(Exercise aim): Below are the records; how many of their lines contain "sneaker"? Reply only with that figure.

------ Data excerpts

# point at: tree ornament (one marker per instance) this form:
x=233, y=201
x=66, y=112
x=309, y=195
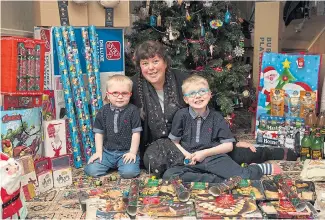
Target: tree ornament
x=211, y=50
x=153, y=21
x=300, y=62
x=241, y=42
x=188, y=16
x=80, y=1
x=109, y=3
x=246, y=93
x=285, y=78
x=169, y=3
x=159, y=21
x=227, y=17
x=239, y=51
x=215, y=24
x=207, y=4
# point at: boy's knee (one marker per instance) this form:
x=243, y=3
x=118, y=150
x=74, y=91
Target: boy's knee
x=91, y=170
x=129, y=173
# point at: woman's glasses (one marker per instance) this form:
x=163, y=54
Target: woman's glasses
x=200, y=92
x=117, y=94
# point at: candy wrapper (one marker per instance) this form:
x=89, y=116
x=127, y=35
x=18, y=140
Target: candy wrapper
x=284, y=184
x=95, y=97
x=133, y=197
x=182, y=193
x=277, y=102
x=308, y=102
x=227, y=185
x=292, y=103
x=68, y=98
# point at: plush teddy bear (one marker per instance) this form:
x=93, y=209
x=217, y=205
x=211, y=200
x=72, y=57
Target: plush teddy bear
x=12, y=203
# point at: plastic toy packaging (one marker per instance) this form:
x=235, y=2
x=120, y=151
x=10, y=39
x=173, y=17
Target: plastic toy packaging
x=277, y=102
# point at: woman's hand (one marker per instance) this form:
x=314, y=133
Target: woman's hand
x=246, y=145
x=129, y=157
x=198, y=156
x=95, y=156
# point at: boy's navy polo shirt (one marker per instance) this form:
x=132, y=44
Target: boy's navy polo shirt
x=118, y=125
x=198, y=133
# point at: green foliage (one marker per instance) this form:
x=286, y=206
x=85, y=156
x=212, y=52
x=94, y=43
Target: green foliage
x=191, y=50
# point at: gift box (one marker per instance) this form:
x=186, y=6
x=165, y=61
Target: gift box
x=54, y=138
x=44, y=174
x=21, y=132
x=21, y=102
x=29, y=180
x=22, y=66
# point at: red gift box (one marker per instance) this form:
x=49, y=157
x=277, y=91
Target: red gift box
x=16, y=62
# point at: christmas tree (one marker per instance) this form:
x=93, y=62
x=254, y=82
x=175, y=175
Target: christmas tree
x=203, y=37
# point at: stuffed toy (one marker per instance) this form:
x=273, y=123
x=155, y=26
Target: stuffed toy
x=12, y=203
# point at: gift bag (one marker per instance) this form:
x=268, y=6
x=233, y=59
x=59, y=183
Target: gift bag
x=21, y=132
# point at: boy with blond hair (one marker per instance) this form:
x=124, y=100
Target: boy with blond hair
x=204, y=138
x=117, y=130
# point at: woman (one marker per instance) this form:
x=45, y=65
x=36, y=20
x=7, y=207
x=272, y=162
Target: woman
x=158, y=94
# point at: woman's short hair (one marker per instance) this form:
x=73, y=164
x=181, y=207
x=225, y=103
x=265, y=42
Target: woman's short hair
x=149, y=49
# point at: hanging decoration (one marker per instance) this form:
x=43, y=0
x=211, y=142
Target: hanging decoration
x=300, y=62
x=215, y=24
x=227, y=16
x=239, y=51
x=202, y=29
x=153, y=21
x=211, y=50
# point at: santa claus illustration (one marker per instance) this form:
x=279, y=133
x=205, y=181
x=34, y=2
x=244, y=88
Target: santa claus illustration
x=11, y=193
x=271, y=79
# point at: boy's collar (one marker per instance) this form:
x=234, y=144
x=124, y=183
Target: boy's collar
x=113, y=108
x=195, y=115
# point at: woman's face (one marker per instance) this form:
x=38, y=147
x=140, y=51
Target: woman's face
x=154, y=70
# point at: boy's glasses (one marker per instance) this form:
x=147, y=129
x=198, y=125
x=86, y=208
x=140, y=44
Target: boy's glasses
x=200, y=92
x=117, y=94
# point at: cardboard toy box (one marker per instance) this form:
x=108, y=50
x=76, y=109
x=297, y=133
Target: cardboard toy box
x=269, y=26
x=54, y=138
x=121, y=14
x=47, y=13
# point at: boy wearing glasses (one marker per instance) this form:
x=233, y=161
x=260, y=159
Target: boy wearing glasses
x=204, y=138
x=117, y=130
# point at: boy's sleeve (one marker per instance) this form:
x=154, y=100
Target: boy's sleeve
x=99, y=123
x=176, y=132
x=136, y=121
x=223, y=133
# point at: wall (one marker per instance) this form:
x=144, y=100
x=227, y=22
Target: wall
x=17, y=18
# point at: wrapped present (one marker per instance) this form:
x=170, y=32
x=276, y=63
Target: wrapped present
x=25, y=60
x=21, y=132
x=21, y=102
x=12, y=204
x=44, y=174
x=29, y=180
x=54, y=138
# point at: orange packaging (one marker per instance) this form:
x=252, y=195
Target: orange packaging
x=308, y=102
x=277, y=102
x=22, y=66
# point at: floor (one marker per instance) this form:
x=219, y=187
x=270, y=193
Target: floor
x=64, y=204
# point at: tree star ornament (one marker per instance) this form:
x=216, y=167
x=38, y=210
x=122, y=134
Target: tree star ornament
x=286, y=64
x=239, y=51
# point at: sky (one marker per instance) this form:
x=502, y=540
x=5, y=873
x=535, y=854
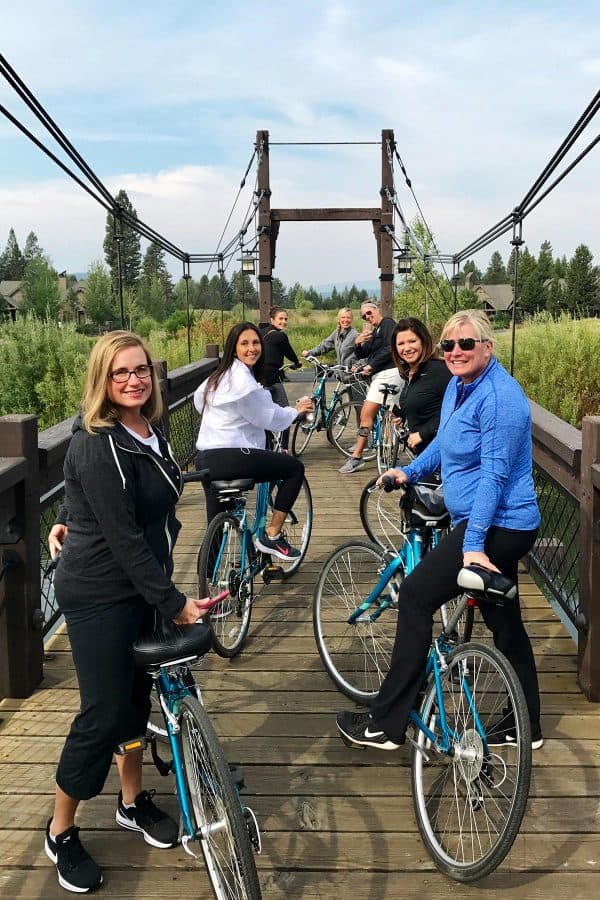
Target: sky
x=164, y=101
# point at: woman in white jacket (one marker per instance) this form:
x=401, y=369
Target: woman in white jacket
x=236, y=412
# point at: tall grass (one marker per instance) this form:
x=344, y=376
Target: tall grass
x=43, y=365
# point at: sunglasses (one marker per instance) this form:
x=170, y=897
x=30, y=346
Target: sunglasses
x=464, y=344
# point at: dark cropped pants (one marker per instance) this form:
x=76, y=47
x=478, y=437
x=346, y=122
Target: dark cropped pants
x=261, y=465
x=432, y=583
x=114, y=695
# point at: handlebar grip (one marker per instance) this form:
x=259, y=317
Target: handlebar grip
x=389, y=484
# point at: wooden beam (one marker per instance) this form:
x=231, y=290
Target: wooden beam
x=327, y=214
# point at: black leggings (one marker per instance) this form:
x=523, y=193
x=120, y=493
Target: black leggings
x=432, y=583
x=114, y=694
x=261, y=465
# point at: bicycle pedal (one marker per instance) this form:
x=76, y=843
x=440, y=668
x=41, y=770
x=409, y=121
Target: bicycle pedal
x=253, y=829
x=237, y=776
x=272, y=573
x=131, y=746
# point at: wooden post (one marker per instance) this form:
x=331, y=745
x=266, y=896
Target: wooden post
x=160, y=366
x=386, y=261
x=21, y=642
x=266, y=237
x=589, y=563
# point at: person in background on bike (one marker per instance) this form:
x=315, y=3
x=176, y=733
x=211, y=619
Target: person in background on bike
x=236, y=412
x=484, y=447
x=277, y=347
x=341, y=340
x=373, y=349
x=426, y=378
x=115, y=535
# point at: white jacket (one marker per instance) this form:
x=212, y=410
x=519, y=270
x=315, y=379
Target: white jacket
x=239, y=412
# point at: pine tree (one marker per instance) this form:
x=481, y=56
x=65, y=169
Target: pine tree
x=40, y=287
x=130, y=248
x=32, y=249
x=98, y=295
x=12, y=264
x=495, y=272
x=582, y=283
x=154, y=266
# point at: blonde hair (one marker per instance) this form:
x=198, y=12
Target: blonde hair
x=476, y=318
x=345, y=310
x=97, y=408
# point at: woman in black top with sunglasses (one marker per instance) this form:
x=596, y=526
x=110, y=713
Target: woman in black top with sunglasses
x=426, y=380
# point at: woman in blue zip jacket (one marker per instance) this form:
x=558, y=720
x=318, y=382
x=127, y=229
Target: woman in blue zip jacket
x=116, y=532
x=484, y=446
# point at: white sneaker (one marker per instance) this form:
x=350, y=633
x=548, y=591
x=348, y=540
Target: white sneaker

------------

(Reply to the task): 2